* [Your objective]
Return every line of the entries below that contains the word "green", copying each line in full.
--- Begin Data excerpts ---
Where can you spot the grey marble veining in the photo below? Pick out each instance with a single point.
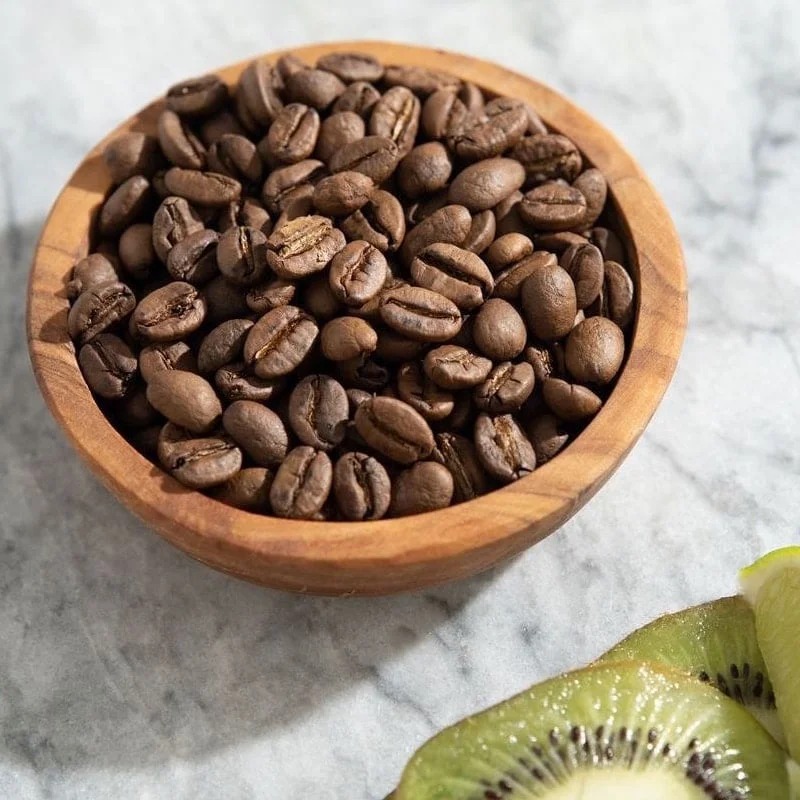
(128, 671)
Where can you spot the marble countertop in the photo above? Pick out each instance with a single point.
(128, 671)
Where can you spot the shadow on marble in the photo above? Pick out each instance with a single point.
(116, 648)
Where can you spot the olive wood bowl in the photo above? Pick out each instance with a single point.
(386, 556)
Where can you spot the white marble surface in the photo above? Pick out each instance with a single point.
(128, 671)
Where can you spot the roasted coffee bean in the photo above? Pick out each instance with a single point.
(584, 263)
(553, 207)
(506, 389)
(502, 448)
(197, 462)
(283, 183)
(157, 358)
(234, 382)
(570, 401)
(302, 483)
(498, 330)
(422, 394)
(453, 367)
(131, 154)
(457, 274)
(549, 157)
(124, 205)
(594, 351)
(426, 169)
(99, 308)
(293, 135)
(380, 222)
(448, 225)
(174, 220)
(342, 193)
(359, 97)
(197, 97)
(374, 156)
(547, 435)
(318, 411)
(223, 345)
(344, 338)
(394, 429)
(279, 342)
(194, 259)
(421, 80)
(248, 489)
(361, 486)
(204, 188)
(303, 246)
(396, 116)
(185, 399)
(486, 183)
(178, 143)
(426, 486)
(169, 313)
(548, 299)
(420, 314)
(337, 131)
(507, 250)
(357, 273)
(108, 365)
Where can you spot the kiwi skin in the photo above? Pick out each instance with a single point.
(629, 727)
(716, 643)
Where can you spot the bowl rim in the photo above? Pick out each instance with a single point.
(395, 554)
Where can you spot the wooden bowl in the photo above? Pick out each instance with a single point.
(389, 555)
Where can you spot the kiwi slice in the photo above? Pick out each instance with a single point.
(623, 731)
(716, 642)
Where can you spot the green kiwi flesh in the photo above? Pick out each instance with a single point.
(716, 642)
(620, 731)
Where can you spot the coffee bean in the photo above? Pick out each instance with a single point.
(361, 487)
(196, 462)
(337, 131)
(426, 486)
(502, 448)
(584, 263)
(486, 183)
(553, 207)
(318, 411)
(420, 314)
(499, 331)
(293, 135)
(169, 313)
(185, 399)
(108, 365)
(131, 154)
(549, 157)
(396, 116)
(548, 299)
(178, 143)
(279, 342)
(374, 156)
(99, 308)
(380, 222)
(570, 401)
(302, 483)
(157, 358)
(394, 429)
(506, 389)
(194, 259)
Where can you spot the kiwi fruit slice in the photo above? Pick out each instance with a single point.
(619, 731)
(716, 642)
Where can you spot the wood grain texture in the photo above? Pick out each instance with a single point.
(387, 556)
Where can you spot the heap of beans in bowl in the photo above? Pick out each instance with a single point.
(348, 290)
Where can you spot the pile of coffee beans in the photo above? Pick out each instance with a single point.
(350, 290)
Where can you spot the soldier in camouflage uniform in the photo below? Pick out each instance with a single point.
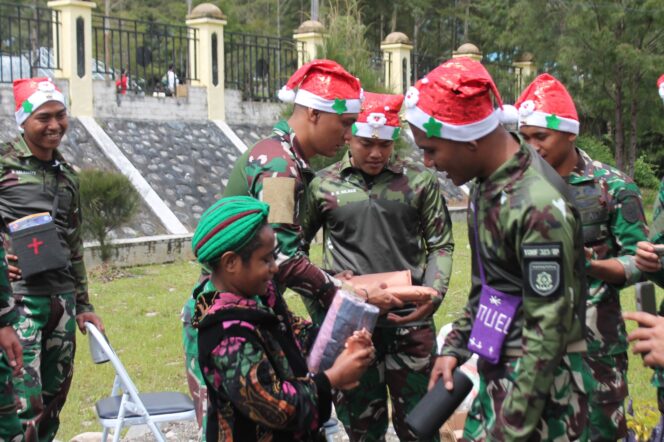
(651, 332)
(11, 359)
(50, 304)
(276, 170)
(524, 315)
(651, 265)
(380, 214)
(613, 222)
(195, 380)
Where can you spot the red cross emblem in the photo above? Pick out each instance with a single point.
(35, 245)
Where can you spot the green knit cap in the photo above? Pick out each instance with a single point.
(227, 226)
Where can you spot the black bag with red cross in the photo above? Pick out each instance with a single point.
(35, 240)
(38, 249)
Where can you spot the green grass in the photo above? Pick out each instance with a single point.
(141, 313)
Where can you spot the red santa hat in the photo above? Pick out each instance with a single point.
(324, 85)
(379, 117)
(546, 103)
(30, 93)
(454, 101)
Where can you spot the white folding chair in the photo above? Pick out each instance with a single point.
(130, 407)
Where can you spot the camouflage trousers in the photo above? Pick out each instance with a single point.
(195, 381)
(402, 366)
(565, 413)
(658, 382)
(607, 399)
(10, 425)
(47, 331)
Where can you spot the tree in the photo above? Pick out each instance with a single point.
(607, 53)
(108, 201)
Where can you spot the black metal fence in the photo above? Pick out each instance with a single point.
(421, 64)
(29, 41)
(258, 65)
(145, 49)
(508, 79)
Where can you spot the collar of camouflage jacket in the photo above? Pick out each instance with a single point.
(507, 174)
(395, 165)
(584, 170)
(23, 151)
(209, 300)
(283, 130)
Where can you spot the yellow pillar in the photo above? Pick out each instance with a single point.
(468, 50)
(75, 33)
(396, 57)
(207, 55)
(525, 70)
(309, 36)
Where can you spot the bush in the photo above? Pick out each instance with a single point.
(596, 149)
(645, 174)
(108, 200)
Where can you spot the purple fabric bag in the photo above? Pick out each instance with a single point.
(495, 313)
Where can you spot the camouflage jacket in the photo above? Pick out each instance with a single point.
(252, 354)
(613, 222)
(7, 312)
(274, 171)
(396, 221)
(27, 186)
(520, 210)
--- End Data excerpts ---
--- Begin Data excerpts ---
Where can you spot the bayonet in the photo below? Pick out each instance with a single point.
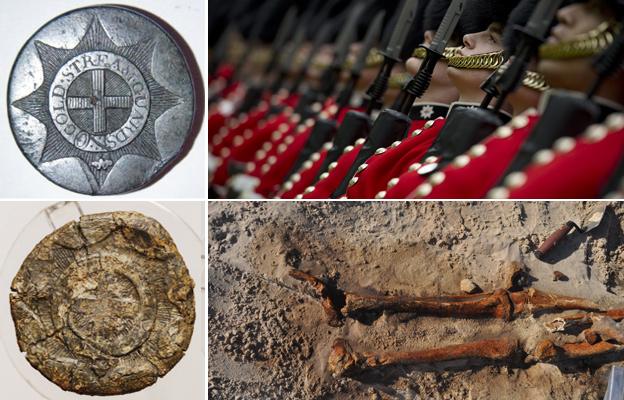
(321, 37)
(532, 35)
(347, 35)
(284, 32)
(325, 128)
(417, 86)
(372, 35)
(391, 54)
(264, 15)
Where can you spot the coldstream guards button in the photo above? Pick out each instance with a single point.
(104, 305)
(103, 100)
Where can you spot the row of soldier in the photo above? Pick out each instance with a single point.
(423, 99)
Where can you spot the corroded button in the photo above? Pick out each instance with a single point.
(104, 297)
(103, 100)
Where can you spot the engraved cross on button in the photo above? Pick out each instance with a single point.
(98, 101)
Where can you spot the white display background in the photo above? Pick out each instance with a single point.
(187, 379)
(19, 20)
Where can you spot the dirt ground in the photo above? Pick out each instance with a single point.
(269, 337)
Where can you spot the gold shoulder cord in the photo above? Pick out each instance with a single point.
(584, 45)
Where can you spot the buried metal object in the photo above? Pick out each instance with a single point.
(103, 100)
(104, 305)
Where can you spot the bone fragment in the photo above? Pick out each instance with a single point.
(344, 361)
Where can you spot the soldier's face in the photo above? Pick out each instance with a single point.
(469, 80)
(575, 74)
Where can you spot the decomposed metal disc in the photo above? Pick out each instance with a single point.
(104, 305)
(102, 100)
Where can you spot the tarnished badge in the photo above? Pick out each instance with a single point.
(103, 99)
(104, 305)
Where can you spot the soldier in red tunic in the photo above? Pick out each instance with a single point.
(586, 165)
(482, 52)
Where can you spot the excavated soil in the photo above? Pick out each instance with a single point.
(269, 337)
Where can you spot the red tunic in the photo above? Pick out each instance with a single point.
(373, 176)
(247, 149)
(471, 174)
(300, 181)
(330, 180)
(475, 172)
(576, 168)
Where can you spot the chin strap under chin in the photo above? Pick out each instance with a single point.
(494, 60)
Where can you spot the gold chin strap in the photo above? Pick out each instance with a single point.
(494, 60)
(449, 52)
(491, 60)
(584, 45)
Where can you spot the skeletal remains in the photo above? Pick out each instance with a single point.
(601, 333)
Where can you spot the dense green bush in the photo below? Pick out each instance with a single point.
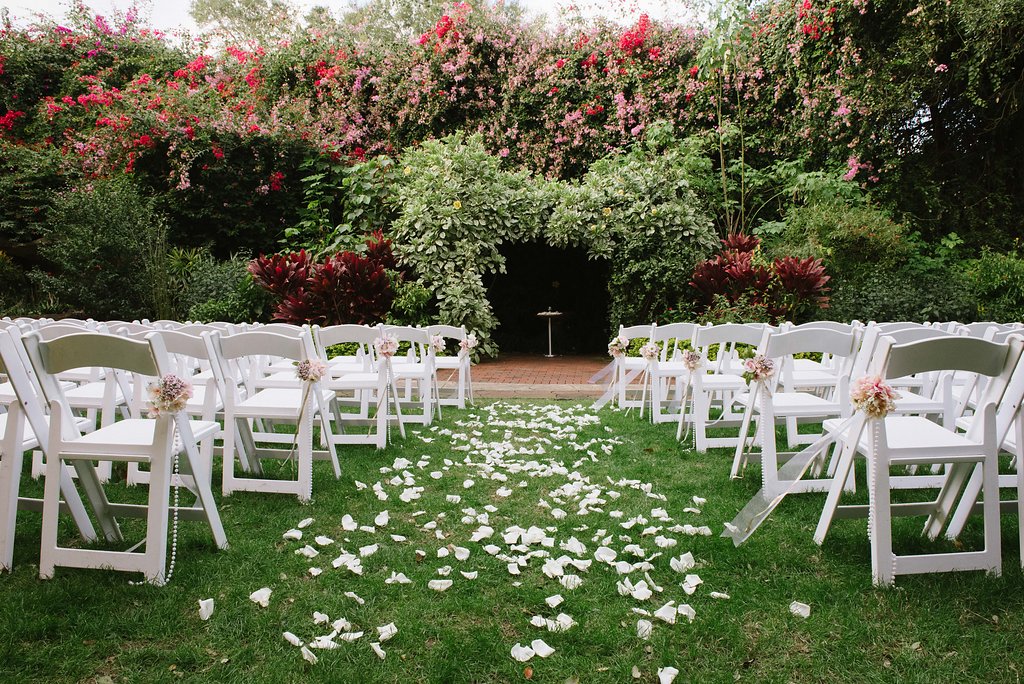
--- End Data excerpts ---
--- Begin Data excerpts ---
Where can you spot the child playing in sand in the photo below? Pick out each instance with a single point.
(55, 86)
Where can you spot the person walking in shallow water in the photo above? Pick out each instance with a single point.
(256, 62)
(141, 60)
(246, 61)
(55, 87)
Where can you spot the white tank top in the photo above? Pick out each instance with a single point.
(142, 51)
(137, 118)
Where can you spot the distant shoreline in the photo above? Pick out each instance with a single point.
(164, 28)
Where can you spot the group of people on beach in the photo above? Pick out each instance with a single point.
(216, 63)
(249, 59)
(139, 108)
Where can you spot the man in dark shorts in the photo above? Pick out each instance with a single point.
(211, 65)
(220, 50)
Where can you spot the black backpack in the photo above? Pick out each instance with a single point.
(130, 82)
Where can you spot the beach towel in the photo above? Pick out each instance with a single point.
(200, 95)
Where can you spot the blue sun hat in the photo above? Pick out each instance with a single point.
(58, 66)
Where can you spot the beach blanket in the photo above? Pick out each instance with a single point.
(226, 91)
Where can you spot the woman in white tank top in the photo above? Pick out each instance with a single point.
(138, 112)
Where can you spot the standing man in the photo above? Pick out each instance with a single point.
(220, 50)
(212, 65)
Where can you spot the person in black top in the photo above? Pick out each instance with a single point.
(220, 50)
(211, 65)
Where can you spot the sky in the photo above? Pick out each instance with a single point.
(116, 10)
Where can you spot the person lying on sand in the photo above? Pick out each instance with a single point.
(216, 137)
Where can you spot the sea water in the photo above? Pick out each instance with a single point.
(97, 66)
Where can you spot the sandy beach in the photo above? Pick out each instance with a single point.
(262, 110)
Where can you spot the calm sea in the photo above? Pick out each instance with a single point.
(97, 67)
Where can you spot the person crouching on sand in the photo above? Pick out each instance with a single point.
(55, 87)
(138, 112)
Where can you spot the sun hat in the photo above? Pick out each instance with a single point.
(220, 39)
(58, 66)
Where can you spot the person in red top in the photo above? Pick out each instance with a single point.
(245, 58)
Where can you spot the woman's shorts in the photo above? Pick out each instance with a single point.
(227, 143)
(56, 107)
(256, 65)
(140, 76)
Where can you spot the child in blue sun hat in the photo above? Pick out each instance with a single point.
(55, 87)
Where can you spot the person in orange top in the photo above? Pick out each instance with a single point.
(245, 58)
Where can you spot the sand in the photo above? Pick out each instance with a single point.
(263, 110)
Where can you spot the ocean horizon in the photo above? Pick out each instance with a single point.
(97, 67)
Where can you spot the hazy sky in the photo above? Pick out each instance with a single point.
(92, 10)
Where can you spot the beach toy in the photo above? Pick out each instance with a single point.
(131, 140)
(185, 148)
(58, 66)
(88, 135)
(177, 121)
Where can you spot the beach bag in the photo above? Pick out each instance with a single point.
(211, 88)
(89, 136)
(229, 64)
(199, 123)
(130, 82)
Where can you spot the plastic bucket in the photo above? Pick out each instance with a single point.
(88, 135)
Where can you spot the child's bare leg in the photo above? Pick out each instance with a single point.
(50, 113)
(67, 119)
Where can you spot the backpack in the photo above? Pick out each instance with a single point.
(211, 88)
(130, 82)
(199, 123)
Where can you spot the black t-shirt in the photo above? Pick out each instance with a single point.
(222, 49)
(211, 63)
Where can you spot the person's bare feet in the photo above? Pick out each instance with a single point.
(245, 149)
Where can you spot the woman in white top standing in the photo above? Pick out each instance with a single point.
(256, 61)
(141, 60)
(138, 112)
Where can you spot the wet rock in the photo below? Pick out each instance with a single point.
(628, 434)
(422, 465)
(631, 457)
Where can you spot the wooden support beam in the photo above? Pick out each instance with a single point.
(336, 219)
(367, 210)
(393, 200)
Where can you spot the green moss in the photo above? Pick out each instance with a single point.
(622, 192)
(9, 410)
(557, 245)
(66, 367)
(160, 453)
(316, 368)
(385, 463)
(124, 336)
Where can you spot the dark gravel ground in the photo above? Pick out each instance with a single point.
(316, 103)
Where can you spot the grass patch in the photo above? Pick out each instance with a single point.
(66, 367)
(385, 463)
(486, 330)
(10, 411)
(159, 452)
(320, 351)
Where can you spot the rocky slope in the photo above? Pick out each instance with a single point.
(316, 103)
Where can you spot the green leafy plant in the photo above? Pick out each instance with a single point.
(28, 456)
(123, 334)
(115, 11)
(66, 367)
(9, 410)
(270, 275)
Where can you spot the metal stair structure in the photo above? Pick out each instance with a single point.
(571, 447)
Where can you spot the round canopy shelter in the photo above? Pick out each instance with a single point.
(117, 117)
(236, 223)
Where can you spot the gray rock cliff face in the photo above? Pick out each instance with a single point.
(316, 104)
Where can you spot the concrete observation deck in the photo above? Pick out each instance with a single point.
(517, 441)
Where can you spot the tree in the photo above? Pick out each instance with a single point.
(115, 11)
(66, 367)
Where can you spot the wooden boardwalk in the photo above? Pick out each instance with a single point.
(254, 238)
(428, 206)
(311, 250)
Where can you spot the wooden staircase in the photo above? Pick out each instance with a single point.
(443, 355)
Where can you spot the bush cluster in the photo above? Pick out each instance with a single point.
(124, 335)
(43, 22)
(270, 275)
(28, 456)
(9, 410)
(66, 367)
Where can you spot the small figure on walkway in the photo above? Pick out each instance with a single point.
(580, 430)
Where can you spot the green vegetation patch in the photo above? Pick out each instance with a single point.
--- End Data excerpts ---
* [Full solution]
Where can you spot the green kiwi flesh in the photo above? Pick out each instance with a single point.
Where can you spot the green knit cap in the photo above? Pick out each instance with a single point.
Where can you spot the green grass in the photo above? Pick out each instance with a single point.
Where can you spot the dense green bush in the photo below? Pick out each instance with a single point.
Where can you spot the green moss in the photo above? Pick out each instance with a single point.
Where can you spot the green leafy plant in the photo above? Pick out each instance with a single point.
Where can you spot the green vegetation patch in the photo above? Pick out each instance with a single point.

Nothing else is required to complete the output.